** INSTRUCTIONS TO FOLLOW **
Report each line in the listing below that contains the word "green", copying every such line in full. The match is case-sensitive.

** MATERIAL PROVIDED **
※

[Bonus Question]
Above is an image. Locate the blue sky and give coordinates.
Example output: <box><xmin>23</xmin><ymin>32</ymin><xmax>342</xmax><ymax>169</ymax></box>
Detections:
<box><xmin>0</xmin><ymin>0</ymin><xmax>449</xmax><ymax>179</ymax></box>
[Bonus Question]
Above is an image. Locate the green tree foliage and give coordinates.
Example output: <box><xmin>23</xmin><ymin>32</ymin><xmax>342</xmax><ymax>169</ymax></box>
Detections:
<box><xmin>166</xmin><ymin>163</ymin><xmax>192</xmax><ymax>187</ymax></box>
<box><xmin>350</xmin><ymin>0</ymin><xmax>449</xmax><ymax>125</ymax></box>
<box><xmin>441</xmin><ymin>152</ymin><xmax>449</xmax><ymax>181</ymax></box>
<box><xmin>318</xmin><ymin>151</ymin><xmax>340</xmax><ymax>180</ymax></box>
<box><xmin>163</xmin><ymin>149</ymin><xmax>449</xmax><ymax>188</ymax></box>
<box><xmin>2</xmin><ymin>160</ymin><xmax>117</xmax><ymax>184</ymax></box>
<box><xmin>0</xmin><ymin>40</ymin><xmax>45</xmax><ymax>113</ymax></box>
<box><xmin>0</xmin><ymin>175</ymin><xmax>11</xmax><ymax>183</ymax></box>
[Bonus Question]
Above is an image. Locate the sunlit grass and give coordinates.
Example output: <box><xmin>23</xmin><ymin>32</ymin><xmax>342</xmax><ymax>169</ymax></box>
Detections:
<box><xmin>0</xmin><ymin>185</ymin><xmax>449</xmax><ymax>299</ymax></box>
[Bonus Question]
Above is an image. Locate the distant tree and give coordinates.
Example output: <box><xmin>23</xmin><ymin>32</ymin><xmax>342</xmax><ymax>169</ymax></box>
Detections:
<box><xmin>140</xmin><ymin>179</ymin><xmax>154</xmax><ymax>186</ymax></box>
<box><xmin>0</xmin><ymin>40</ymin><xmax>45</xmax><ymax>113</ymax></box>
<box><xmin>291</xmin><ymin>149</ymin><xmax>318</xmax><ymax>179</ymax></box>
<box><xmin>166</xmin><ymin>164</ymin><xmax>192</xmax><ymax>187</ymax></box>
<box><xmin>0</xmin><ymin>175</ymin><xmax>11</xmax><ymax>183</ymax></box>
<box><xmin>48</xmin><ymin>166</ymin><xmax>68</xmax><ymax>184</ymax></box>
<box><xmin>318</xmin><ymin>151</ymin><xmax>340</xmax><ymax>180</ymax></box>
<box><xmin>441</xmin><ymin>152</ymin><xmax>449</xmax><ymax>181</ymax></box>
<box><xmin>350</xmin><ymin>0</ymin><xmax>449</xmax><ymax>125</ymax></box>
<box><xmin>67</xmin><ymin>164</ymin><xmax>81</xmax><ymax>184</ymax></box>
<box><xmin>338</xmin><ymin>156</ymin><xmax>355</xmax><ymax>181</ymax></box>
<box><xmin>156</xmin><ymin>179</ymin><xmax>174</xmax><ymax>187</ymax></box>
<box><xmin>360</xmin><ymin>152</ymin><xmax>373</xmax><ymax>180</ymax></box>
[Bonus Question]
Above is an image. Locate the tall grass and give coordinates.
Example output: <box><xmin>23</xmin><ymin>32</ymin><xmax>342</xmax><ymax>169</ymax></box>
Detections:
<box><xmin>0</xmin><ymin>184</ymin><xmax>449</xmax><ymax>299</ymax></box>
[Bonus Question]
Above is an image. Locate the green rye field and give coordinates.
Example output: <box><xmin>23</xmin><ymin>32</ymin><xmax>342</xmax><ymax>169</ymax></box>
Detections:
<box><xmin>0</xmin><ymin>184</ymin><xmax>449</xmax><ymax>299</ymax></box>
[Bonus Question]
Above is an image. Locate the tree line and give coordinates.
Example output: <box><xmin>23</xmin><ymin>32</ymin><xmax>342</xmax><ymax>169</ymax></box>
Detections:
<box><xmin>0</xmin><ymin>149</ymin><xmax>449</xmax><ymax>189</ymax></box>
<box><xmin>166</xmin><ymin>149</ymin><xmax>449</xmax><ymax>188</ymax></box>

※

** SOLUTION TO THIS PROBLEM **
Above is an image. Locate the green tree foliage and give coordinates.
Above is an image. Locate the green rye field and give coordinates.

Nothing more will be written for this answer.